» Written problem: Collect every line of the data that contains the word "black". Letter case matters.
= = =
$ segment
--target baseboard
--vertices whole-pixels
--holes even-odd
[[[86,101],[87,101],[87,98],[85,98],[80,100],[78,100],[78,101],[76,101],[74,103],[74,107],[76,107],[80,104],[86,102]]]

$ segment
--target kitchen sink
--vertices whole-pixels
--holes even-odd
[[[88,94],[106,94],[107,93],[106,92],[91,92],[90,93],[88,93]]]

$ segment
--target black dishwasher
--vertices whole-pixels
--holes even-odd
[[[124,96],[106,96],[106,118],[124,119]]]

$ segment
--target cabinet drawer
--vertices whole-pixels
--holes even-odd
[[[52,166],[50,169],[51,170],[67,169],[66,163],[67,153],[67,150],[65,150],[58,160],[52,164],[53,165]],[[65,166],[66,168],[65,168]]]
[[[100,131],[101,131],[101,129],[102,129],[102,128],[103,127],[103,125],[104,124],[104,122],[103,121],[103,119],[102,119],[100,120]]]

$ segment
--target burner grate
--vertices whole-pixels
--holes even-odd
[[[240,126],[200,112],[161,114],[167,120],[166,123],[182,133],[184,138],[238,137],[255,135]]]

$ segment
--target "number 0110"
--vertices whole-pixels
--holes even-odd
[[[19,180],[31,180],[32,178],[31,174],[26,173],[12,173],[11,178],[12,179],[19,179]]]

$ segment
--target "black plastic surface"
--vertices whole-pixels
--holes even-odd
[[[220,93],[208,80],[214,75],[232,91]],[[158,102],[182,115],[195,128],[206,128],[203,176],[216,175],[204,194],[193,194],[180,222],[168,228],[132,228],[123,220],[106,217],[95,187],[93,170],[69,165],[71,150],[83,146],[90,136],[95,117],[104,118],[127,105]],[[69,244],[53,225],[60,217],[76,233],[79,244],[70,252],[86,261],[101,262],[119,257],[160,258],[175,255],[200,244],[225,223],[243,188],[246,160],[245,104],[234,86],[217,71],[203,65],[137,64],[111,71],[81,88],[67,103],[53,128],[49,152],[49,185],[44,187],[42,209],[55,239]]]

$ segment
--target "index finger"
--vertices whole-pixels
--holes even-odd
= = =
» Reply:
--target black dishwasher
--target "black plastic surface"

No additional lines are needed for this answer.